## REQUIRED ACTIONS
[a] From the Stackless Python excerpt, transcribe the passage starting at "1.3. stackless.schedule_remove(retval=stackless.current)" and ending at "return stackless.schedule_remove()".
[b] According to the Stackless Python excerpt, what happens when the channel callback is set to a value of None?

## EXTRACT TO READ
Example - typical usage of schedule():

stackless.schedule()

As illustrated in the example, the typical use of this function ignores both the optional argument retval and the return value. Note that as the variable name retval hints, the return value is the value of the optional argument.

1.3. stackless.schedule_remove(retval=stackless.current)

Yield execution of the currently running tasklet. When called, the tasklet is blocked and removed from the chain of runnable tasklets. The tasklet following calling tasklet in the chain is executed next.

The most likely reason to use this, rather than schedule(), is to build your own yielding primitive without using channels. This is where the otherwise ignored optional argument retval and the return value are useful.

tasklet.tempval is used to store the value to be returned, and as expected, when this function is called it is set to retval. Custom utility functions can take advantage of this and set a new value for tasklet.tempval before reinserting the tasklet back into the scheduler.

Example - a utility function:

def wait_for_result():
    waiting_tasklets.append(stackless.current)
    return stackless.schedule_remove()

def event_callback(result):
    for tasklet in waiting_tasklets:
        tasklet.tempval = result
        tasklet.insert()

    waiting_tasklets = []

def tasklet_function():
    result = wait_for_result()
    print "received result", result

One drawback of this approach over channels, is that it bypasses the useful tasklet.block_trap attribute. The ability to guard against a tasklet being blocked on a channel, is in practice a useful ability to have.

Callback related functions:

1.4. stackless.set_channel_callback(callable)

Install a callback for channels. Every send or receive action will result in callable being called. Setting a value of None will result in the callback being disabled.

Example - installing a callback:

def channel_cb(channel, tasklet, sending, willblock):
    pass

stackless.set_channel_callback(channel_cb)

The channel callback argument is the channel on which the action is being performed.

The tasklet callback argument is the tasklet that is performing the action on channel.

The sending callback argument is an integer, a non-zero value of which indicates that the channel action is a send rather than a receive.

The willblock callback argument is an integer, a non-zero value of which indicates that the channel action will result in tasklet being blocked on channel.

1.5. stackless.set_schedule_callback(callable)

Install a callback for scheduling. Every scheduling event, whether explicit or implicit, will result in callable being called.

## ENTRIES PROVIDED
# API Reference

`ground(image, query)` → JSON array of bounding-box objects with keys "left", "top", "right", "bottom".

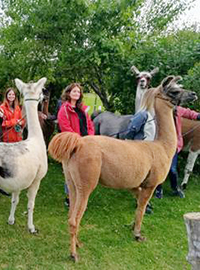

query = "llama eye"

[{"left": 172, "top": 91, "right": 180, "bottom": 95}]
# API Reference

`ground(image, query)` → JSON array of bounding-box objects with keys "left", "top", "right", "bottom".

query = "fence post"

[{"left": 183, "top": 212, "right": 200, "bottom": 270}]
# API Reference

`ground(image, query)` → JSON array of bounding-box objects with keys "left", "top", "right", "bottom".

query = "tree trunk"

[{"left": 183, "top": 212, "right": 200, "bottom": 270}]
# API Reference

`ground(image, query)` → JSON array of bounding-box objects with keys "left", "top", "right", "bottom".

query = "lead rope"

[{"left": 0, "top": 115, "right": 26, "bottom": 142}]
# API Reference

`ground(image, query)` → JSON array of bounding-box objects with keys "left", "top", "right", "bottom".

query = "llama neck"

[
  {"left": 25, "top": 100, "right": 43, "bottom": 138},
  {"left": 42, "top": 100, "right": 49, "bottom": 115},
  {"left": 155, "top": 98, "right": 177, "bottom": 156},
  {"left": 135, "top": 84, "right": 147, "bottom": 113}
]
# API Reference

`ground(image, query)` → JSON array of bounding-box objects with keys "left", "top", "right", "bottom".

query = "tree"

[{"left": 0, "top": 0, "right": 197, "bottom": 113}]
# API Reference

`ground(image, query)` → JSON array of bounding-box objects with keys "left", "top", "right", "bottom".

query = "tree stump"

[{"left": 183, "top": 212, "right": 200, "bottom": 270}]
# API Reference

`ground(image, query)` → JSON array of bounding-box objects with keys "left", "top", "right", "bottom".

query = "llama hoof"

[
  {"left": 29, "top": 228, "right": 39, "bottom": 235},
  {"left": 135, "top": 235, "right": 146, "bottom": 242},
  {"left": 8, "top": 219, "right": 15, "bottom": 225},
  {"left": 70, "top": 254, "right": 78, "bottom": 262},
  {"left": 181, "top": 184, "right": 187, "bottom": 189},
  {"left": 76, "top": 241, "right": 83, "bottom": 248}
]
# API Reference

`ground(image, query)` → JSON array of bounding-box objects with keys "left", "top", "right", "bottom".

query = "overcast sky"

[{"left": 181, "top": 0, "right": 200, "bottom": 23}]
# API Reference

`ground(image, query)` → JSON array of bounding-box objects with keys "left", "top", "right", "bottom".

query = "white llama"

[
  {"left": 131, "top": 66, "right": 159, "bottom": 113},
  {"left": 0, "top": 78, "right": 48, "bottom": 233}
]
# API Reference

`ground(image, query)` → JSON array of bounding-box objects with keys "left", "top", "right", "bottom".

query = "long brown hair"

[
  {"left": 3, "top": 88, "right": 19, "bottom": 109},
  {"left": 61, "top": 83, "right": 83, "bottom": 109}
]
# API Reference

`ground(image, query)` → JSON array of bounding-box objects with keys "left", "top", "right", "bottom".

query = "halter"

[{"left": 24, "top": 98, "right": 40, "bottom": 101}]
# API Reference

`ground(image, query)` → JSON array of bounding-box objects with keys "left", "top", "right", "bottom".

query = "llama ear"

[
  {"left": 150, "top": 67, "right": 159, "bottom": 77},
  {"left": 131, "top": 66, "right": 140, "bottom": 75},
  {"left": 15, "top": 78, "right": 25, "bottom": 92},
  {"left": 173, "top": 76, "right": 183, "bottom": 82},
  {"left": 36, "top": 77, "right": 47, "bottom": 88},
  {"left": 161, "top": 76, "right": 174, "bottom": 88}
]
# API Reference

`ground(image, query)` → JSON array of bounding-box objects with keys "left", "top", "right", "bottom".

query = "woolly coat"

[
  {"left": 58, "top": 101, "right": 94, "bottom": 135},
  {"left": 175, "top": 106, "right": 199, "bottom": 153},
  {"left": 0, "top": 102, "right": 25, "bottom": 143}
]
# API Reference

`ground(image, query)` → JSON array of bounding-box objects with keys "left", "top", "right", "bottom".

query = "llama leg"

[
  {"left": 27, "top": 179, "right": 40, "bottom": 233},
  {"left": 69, "top": 194, "right": 89, "bottom": 262},
  {"left": 8, "top": 191, "right": 20, "bottom": 225},
  {"left": 181, "top": 152, "right": 199, "bottom": 189},
  {"left": 68, "top": 177, "right": 82, "bottom": 248},
  {"left": 134, "top": 187, "right": 155, "bottom": 241}
]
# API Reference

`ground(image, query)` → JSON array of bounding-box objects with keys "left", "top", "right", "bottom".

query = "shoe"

[
  {"left": 65, "top": 197, "right": 69, "bottom": 207},
  {"left": 155, "top": 189, "right": 163, "bottom": 199},
  {"left": 145, "top": 203, "right": 153, "bottom": 215},
  {"left": 172, "top": 188, "right": 185, "bottom": 199}
]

## ANSWERS TO EACH TASK
[a]
1.3. stackless.schedule_remove(retval=stackless.current)

Yield execution of the currently running tasklet. When called, the tasklet is blocked and removed from the chain of runnable tasklets. The tasklet following calling tasklet in the chain is executed next.

The most likely reason to use this, rather than schedule(), is to build your own yielding primitive without using channels. This is where the otherwise ignored optional argument retval and the return value are useful.

tasklet.tempval is used to store the value to be returned, and as expected, when this function is called it is set to retval. Custom utility functions can take advantage of this and set a new value for tasklet.tempval before reinserting the tasklet back into the scheduler.

Example - a utility function:

def wait_for_result():
    waiting_tasklets.append(stackless.current)
    return stackless.schedule_remove()

[b] The callback is disabled.